*JOB*: Rewrite the records below so that every "photograph" becomes "image", with everything else left unchanged.

········

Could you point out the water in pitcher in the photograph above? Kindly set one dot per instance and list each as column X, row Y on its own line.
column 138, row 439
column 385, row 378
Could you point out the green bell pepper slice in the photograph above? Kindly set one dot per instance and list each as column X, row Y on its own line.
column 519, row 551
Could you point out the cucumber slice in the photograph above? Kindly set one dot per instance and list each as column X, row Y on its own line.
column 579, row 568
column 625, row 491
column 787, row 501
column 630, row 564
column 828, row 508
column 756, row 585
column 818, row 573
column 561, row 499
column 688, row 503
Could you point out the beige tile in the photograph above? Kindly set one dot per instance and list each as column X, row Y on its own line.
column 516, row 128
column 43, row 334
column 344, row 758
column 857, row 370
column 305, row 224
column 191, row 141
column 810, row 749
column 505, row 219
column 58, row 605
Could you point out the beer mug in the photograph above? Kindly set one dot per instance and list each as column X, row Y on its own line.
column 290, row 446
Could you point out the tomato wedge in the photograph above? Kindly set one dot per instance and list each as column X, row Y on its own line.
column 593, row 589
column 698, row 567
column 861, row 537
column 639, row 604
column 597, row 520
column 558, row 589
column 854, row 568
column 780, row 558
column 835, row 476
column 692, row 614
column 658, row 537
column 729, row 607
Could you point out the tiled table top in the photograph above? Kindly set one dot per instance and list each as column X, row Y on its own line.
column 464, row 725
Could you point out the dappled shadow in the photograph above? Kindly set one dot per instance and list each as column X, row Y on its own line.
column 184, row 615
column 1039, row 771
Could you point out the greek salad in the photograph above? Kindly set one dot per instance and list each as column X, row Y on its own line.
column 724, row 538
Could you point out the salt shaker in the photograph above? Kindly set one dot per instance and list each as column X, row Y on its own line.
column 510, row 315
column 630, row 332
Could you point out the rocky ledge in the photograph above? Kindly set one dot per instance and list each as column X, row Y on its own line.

········

*FINAL RESULT*:
Could you point out the water in pitcher in the image above? Kindly set one dot per instance and list each as column X, row Y on its own line.
column 138, row 439
column 385, row 378
Could you point out the green bell pepper slice in the image above? Kindly set one dot per instance and list each as column X, row Y on its own line.
column 519, row 551
Could you point out the cucumber slice in the image above? Kindly set one dot per instance and list each as column X, row Y on its own line.
column 579, row 568
column 625, row 491
column 787, row 501
column 630, row 564
column 828, row 508
column 756, row 585
column 818, row 573
column 561, row 499
column 688, row 503
Could you point out the beige tile in the image above? Kindly set one dot per instance and list each as column X, row Y on its own line.
column 516, row 128
column 43, row 334
column 344, row 758
column 857, row 370
column 305, row 224
column 191, row 141
column 810, row 749
column 505, row 219
column 58, row 605
Could you point out the beer mug in the image above? Kindly set one dot per instance and list each as column X, row Y on its own line.
column 290, row 446
Could you point out the tomato wedge in the image above? Kindly set one dot per instance and list each as column X, row Y on its own line.
column 593, row 589
column 698, row 567
column 861, row 537
column 639, row 604
column 597, row 520
column 558, row 589
column 854, row 568
column 780, row 558
column 835, row 476
column 692, row 614
column 658, row 537
column 729, row 607
Could you point out the tiled table top in the image above? Kindly set one dot per instance and list each as column X, row Y on its own line.
column 464, row 725
Could you point out the dappled shadow in the image above? Kindly set one dot per instance and list each as column X, row Y on its own line.
column 184, row 615
column 1039, row 771
Could you point out the greek salad in the image above? Kindly set one dot per instance and list each as column X, row Y on its own line.
column 724, row 538
Could you point out the salt shaker in the image above? Kindly set one dot per instance and list each as column X, row Y on its own line.
column 510, row 315
column 630, row 332
Could you point out the rocky ledge in the image above? Kindly set one dot per instance and list each as column X, row Y on its own line.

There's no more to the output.